> Data records:

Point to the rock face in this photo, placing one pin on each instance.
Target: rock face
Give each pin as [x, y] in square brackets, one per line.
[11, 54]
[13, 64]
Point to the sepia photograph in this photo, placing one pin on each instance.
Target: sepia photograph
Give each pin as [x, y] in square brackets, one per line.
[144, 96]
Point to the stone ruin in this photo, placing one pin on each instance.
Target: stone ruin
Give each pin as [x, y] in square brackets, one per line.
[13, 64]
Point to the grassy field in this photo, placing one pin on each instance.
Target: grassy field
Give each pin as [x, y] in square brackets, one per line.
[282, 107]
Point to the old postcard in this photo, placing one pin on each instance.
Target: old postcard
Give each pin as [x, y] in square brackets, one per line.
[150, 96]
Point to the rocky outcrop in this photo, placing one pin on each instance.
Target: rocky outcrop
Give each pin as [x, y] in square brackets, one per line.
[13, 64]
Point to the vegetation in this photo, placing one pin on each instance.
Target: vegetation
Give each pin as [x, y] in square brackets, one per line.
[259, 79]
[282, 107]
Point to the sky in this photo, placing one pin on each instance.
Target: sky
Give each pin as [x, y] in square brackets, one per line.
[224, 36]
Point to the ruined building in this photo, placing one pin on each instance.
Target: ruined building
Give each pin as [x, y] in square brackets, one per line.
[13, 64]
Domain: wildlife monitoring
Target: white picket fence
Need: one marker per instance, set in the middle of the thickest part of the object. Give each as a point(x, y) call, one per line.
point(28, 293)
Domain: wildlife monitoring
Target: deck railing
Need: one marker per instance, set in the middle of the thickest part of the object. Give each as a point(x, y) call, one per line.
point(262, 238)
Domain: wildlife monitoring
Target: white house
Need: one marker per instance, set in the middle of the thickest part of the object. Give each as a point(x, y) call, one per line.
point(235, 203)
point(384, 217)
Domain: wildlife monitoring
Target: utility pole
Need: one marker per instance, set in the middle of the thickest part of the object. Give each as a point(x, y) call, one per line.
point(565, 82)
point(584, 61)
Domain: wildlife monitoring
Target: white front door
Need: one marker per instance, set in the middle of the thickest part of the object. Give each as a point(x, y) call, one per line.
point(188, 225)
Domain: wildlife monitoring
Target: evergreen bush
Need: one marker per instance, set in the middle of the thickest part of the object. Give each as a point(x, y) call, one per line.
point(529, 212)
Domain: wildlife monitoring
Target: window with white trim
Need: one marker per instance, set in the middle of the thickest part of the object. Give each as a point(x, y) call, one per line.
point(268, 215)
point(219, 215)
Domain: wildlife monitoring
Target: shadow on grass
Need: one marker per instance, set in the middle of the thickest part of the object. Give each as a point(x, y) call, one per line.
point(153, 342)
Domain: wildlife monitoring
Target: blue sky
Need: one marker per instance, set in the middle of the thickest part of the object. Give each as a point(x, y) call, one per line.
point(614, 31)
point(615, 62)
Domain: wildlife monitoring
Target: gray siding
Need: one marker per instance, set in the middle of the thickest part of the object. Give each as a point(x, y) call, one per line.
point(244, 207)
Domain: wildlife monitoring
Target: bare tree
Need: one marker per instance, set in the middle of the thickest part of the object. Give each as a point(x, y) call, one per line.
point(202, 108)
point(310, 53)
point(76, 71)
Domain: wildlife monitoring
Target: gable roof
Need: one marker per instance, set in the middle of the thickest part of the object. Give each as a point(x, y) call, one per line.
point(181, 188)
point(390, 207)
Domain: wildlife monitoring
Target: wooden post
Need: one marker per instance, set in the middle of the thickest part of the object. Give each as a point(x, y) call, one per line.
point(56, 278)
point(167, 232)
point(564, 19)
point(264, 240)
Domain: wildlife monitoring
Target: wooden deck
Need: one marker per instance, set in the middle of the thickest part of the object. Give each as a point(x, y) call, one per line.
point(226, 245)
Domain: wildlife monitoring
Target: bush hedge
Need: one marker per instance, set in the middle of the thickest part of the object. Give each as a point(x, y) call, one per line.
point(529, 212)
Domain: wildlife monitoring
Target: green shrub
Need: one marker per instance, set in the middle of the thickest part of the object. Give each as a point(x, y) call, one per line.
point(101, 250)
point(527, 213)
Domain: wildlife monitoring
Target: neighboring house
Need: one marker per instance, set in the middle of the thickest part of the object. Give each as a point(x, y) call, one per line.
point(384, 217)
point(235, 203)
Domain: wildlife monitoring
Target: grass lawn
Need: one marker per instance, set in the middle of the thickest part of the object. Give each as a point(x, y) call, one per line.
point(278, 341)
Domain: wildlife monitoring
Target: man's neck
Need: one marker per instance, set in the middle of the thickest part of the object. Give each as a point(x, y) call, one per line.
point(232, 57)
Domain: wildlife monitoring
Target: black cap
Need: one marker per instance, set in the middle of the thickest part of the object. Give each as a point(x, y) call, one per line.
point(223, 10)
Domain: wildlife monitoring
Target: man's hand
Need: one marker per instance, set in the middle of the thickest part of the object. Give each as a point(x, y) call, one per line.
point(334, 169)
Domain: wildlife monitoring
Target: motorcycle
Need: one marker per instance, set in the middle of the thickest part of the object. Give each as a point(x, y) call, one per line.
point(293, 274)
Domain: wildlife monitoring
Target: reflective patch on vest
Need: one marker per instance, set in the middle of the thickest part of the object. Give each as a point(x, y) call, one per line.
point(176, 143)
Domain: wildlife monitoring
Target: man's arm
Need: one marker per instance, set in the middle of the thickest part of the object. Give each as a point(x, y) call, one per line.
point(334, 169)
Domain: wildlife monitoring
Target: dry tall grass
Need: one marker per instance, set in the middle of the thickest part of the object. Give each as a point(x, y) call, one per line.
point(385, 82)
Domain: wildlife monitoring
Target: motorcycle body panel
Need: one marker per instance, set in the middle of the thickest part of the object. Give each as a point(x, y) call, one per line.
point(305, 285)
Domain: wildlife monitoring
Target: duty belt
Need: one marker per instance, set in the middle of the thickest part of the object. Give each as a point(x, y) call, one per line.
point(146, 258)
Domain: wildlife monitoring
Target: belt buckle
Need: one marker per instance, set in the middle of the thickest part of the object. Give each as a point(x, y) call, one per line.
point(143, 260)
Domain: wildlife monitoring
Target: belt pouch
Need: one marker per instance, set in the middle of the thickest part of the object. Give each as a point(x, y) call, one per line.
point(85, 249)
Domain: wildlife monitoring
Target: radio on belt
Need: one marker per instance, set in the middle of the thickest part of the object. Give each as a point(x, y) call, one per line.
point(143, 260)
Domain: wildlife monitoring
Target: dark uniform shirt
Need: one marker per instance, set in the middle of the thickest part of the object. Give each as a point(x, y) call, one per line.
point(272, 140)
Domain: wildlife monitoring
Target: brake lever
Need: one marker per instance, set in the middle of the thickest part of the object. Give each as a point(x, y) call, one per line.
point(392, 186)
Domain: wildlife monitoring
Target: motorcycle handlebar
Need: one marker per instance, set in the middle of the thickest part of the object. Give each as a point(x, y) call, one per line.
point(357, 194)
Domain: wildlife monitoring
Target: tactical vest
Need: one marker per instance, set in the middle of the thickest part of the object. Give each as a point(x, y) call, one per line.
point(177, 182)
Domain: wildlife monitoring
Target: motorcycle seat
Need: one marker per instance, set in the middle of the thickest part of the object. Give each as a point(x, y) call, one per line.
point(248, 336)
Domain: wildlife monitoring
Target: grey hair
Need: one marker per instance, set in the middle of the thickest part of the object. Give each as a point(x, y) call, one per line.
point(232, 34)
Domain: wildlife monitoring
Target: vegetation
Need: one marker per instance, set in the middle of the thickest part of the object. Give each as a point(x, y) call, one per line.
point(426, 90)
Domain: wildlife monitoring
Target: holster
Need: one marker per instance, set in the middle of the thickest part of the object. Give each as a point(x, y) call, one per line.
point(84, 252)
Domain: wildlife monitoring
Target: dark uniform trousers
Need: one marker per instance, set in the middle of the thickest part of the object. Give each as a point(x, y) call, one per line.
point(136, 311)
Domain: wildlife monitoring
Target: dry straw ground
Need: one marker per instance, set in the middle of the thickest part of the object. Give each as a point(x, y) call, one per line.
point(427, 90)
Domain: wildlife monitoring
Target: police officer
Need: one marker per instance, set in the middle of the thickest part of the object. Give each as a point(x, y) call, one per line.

> Your objective: Please show each line in the records above that contains "uniform".

> Answer for this exercise:
Target: dark uniform shirt
Target: dark uniform trousers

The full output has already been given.